▶ QUOTED PASSAGE
Vinod Khosla, the feisty VC and legendary co-founder of Sun Microsystems, has released his predictions for the future of healthcare. Below is a summary of his forecast.
Healthcare today is broken. It’s the result of approaching medicine according to practice and tradition, rather than real science primed by objective data, and unencumbered with the conflicts of interest that lead to suboptimal results. Doctors today are doing the best they can given the current system, but we should embrace the new opportunities ahead of us.
Technology will reinvent healthcare as we know it.
It is inevitable that, in the future, the majority of physicians’ diagnostic, prescription and administrative work, which over time may approach 80-percent of total doctor time, will be replaced by smart hardware and software. Healthcare will become more scientific and more consistent, delivering better-quality care with inexpensive data-gathering techniques, continual monitoring, more rigorous science and more available and ubiquitous information leading to personalized patient insight. Many new findings will be outside the reach of most physicians because of the volume of data and the unique holistic insights that data will provide about a patient’s very complex condition. Hundreds of thousands or even millions of data points may go into diagnosing a condition and monitoring the progress of a therapy or prescription, well beyond the capability of any human to adequately consider.

▶ TASK REQUIREMENTS
#1 In the healthcare forecast, what share of total doctor time may the replaced diagnostic, prescription and administrative work eventually approach?
#2 Transcribe the part of the healthcare forecast starting at "Vinod Khosla, the" and ending at "of his forecast.".

▶ EXTRACTED ENTRIES
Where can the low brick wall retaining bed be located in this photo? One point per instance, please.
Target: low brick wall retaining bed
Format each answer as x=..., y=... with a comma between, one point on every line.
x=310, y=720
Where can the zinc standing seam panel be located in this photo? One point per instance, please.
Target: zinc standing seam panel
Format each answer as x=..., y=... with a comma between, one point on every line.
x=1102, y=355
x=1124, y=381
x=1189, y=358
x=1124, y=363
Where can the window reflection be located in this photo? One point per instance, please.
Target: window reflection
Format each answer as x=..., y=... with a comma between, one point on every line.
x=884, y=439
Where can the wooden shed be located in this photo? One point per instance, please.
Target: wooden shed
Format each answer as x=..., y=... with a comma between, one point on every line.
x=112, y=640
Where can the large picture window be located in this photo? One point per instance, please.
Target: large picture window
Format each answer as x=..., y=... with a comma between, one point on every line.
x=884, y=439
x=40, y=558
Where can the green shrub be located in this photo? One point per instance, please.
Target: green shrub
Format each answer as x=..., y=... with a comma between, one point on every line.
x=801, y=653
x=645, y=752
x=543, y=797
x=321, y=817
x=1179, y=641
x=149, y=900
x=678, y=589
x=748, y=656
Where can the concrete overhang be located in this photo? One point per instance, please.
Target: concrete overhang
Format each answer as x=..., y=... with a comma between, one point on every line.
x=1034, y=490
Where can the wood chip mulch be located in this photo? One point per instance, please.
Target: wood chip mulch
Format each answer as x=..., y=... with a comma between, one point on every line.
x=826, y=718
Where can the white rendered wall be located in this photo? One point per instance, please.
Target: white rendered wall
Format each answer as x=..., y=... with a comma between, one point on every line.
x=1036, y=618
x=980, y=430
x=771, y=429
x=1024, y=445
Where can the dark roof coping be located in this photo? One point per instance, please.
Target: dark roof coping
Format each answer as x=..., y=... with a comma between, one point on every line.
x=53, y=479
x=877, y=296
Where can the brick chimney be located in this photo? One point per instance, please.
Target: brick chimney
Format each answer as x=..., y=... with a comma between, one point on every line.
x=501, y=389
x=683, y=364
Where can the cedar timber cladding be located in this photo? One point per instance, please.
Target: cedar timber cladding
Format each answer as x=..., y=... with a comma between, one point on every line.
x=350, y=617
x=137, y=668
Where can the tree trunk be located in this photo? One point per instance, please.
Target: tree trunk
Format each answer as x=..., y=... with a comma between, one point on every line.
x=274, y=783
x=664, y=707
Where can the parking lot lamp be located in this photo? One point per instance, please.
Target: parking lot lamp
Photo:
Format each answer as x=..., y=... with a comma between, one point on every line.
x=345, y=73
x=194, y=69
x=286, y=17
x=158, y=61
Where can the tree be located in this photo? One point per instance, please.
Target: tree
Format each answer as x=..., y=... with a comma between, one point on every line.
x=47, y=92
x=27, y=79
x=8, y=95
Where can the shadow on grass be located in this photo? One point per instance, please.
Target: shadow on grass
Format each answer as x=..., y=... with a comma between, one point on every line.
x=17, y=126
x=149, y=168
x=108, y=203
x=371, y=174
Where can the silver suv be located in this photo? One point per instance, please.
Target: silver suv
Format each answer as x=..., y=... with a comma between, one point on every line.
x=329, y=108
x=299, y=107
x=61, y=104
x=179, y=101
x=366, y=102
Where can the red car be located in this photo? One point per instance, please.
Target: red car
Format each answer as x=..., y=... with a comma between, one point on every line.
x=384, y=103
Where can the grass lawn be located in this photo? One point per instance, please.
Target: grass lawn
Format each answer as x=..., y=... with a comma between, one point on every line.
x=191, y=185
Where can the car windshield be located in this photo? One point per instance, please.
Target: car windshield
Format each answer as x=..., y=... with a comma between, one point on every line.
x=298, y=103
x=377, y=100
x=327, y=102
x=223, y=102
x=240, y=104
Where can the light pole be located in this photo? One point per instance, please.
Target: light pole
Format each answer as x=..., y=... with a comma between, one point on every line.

▶ RESPONSES FOR EACH TASK
#1 80 percent

#2
Vinod Khosla, the feisty VC and legendary co-founder of Sun Microsystems, has released his predictions for the future of healthcare. Below is a summary of his forecast.